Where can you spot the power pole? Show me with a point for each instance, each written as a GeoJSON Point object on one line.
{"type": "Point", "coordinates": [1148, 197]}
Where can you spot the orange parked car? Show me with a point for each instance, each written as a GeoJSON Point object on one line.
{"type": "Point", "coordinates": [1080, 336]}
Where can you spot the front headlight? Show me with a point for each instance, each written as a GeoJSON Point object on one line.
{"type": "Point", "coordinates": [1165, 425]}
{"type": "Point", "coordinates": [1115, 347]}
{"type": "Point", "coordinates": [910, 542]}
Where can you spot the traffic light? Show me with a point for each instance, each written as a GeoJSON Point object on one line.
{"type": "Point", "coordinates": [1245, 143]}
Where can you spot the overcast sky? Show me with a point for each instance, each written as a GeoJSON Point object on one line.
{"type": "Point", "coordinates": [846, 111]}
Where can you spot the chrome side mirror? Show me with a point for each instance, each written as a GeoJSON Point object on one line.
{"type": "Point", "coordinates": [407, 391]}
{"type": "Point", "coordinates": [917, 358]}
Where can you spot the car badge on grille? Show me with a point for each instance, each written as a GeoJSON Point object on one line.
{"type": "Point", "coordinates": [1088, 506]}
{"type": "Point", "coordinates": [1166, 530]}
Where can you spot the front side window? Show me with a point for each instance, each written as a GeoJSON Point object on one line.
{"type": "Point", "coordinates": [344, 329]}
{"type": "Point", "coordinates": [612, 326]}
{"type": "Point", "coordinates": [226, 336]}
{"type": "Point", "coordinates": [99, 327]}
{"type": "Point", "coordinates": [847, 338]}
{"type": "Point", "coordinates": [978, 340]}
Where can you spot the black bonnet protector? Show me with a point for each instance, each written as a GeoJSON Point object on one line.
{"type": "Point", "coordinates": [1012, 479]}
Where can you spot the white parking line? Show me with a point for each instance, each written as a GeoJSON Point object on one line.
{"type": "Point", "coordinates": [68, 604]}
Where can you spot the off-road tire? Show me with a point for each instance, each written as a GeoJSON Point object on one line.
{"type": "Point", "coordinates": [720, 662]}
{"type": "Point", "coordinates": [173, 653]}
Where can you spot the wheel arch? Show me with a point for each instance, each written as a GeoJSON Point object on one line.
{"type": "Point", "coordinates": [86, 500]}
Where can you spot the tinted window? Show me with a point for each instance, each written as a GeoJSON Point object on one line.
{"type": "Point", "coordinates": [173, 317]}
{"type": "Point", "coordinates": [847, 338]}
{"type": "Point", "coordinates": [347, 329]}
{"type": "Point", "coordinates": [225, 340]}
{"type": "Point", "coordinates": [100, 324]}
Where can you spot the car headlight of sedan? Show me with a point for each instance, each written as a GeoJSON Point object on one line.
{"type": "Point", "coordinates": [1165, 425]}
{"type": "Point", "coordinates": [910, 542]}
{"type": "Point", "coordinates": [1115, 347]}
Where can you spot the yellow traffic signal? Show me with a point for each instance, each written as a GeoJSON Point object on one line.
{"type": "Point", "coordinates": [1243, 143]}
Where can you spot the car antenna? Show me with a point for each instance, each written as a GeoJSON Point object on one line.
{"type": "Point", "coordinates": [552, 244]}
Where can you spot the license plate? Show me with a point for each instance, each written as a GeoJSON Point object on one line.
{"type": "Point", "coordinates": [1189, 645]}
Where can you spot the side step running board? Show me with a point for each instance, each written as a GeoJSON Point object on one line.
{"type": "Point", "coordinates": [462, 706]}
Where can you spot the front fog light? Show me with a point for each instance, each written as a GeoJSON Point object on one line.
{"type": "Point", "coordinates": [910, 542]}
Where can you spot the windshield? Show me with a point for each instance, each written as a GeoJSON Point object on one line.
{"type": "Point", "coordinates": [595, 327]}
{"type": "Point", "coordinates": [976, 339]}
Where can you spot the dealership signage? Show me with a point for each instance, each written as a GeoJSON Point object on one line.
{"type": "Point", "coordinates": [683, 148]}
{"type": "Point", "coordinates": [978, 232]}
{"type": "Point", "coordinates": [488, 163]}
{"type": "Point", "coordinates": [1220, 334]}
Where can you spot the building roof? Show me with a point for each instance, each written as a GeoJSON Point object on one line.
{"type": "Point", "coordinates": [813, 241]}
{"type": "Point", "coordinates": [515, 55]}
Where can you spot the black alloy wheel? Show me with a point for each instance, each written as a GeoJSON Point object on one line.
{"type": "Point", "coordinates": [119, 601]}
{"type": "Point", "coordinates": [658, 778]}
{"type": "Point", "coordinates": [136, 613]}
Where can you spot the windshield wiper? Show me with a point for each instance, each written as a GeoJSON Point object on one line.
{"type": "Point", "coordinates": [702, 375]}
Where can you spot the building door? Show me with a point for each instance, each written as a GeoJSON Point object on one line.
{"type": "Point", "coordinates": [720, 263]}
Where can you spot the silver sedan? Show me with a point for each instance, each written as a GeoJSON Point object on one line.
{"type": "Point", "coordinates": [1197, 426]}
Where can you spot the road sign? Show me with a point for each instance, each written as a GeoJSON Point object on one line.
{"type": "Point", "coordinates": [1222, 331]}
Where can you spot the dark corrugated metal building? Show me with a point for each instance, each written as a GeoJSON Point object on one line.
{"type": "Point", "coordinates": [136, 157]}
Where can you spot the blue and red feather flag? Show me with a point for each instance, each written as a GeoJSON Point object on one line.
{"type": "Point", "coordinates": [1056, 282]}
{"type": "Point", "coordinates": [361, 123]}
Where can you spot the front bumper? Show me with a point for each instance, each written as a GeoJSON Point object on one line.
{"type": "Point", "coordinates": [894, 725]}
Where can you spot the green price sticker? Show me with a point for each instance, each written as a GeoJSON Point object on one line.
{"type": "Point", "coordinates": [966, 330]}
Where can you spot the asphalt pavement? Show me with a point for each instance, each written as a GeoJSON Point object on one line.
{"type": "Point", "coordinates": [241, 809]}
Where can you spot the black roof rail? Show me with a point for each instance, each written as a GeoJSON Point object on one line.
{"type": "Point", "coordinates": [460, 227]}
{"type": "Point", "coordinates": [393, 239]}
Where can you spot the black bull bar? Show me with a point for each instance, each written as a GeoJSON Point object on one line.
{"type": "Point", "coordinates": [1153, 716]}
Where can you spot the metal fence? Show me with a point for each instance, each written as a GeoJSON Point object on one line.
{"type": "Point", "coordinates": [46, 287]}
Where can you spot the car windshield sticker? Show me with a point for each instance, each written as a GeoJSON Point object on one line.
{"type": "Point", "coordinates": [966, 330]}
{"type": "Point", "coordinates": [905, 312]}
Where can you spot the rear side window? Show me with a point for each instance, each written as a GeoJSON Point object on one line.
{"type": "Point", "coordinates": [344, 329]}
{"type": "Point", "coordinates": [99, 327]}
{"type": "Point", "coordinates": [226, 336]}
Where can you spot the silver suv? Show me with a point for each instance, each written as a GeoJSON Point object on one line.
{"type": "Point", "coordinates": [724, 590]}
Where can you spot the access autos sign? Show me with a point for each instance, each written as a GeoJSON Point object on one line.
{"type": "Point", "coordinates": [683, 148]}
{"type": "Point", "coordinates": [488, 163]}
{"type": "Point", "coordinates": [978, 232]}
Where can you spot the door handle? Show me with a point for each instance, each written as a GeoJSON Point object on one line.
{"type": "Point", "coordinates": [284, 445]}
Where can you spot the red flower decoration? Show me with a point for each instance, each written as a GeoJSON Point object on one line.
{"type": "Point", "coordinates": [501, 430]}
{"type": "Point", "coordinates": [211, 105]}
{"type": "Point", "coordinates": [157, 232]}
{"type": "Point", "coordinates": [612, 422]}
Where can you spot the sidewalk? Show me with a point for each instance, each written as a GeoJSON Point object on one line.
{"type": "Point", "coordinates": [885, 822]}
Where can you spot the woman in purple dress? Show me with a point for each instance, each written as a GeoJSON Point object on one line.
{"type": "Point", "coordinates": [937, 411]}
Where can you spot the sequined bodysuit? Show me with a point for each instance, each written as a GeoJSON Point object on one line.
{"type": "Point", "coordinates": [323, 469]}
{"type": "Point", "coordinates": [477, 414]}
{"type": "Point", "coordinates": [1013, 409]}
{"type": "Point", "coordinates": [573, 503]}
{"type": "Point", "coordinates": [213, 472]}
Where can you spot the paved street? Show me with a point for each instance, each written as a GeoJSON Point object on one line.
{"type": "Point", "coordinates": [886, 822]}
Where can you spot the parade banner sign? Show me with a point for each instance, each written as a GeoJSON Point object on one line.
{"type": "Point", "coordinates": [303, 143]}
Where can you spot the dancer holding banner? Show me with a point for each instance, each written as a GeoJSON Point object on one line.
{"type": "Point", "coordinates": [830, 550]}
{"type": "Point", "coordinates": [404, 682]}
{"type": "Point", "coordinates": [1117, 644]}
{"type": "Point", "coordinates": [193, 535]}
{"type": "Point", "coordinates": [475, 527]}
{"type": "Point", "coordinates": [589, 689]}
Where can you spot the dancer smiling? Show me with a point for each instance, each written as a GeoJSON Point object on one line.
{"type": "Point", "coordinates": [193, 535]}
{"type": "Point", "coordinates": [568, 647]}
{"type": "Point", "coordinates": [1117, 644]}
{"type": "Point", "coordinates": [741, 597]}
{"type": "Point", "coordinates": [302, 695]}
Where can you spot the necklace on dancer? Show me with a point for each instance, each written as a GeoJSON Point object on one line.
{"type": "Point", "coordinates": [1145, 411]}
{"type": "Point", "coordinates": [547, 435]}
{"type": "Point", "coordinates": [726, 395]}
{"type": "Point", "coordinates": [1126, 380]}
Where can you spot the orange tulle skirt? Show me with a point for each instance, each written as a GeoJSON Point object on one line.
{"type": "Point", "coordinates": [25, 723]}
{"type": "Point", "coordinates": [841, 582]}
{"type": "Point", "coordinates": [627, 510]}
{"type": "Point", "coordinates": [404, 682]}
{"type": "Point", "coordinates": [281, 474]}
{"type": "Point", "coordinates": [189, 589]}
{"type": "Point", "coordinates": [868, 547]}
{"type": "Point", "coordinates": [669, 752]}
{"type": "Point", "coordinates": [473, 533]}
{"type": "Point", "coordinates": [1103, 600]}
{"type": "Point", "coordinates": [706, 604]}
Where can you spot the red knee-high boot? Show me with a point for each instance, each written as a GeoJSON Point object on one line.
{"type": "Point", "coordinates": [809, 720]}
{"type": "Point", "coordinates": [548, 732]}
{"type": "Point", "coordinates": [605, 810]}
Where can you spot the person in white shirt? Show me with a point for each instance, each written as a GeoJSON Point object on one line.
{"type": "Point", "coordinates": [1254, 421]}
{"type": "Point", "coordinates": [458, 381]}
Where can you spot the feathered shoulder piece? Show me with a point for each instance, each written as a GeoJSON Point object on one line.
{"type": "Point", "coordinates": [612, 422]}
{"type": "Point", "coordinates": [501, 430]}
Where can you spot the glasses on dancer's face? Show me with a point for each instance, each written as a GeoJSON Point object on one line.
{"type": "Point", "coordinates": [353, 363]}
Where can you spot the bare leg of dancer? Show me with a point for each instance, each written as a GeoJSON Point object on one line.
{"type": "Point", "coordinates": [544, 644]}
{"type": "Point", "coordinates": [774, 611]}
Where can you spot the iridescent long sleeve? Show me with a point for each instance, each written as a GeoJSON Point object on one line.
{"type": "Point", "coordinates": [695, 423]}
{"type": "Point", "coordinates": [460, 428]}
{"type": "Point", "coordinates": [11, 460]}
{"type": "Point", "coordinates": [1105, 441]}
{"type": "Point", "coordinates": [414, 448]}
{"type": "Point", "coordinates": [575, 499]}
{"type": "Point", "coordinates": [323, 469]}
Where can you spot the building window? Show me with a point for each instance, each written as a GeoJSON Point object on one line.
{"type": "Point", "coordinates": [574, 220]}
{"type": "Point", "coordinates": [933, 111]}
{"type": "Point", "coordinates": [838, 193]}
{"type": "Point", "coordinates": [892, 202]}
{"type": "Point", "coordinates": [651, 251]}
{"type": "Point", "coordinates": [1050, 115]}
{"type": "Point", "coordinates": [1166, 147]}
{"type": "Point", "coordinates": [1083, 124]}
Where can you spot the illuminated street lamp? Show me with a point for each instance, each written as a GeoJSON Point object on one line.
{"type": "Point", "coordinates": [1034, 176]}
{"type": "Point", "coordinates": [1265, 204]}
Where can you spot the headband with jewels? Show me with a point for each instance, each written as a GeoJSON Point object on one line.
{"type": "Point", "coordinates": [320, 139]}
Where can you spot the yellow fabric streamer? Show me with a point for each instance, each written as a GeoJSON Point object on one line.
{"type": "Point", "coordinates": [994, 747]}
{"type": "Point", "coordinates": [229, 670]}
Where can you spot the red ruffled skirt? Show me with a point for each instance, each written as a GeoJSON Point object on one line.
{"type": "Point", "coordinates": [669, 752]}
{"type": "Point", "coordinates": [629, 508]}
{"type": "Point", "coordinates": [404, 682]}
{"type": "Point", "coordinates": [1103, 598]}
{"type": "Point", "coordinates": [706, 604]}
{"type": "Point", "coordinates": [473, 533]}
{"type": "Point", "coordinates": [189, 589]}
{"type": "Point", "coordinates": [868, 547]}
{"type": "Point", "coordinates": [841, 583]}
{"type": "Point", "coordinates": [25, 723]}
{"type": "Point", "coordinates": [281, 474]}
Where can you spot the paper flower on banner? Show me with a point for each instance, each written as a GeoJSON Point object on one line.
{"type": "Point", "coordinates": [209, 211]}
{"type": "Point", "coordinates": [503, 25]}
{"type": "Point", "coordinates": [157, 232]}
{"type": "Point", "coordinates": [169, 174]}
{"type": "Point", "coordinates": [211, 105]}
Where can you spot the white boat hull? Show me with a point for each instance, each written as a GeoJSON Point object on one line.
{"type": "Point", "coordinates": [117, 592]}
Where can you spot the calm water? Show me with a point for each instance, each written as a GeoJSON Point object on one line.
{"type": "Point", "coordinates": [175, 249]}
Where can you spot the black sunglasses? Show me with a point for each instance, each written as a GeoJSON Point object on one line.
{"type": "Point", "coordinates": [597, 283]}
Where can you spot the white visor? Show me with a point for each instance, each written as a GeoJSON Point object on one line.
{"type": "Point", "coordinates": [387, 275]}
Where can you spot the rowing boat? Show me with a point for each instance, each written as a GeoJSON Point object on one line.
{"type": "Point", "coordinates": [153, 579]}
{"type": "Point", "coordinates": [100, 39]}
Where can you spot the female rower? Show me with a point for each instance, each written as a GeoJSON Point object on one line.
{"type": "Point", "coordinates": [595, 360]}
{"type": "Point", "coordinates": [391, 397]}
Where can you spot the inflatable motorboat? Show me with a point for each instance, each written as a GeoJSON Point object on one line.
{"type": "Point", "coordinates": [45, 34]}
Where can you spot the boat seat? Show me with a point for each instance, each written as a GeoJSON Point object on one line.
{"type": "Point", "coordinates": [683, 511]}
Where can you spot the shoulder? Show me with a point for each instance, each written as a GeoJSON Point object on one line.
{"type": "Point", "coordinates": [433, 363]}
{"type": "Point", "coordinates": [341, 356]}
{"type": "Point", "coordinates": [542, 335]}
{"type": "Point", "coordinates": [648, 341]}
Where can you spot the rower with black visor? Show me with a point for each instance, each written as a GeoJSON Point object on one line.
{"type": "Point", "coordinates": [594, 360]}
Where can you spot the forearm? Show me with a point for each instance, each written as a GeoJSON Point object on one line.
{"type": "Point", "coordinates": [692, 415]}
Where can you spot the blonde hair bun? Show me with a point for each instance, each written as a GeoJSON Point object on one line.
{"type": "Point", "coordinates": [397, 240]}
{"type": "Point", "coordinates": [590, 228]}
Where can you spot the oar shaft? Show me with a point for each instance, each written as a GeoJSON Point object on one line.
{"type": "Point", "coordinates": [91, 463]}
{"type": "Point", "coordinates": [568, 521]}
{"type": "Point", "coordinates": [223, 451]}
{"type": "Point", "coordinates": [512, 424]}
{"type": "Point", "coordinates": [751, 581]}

Required action:
The answer should consist only of the lines from the one with "Where can you spot the rower" to the final line of the records above, retyped word for word.

Solution to this problem:
Where can you spot the rower with black visor? Show me with a point for each instance, each written as a GeoJSON Point object on one line.
{"type": "Point", "coordinates": [594, 360]}
Where can you spot the forearm? Show me with a point for each instance, each written as a GeoJSON Point object on one line.
{"type": "Point", "coordinates": [692, 415]}
Where can you spot the blonde hair bun? Show me with a point for each instance, each written as a GeoJSON Point object on one line.
{"type": "Point", "coordinates": [397, 240]}
{"type": "Point", "coordinates": [590, 228]}
Where can you spot the oar shaft? Show me with a point for each instance, each written as a GeoJSON Point object on one line.
{"type": "Point", "coordinates": [91, 463]}
{"type": "Point", "coordinates": [568, 521]}
{"type": "Point", "coordinates": [223, 451]}
{"type": "Point", "coordinates": [512, 424]}
{"type": "Point", "coordinates": [751, 581]}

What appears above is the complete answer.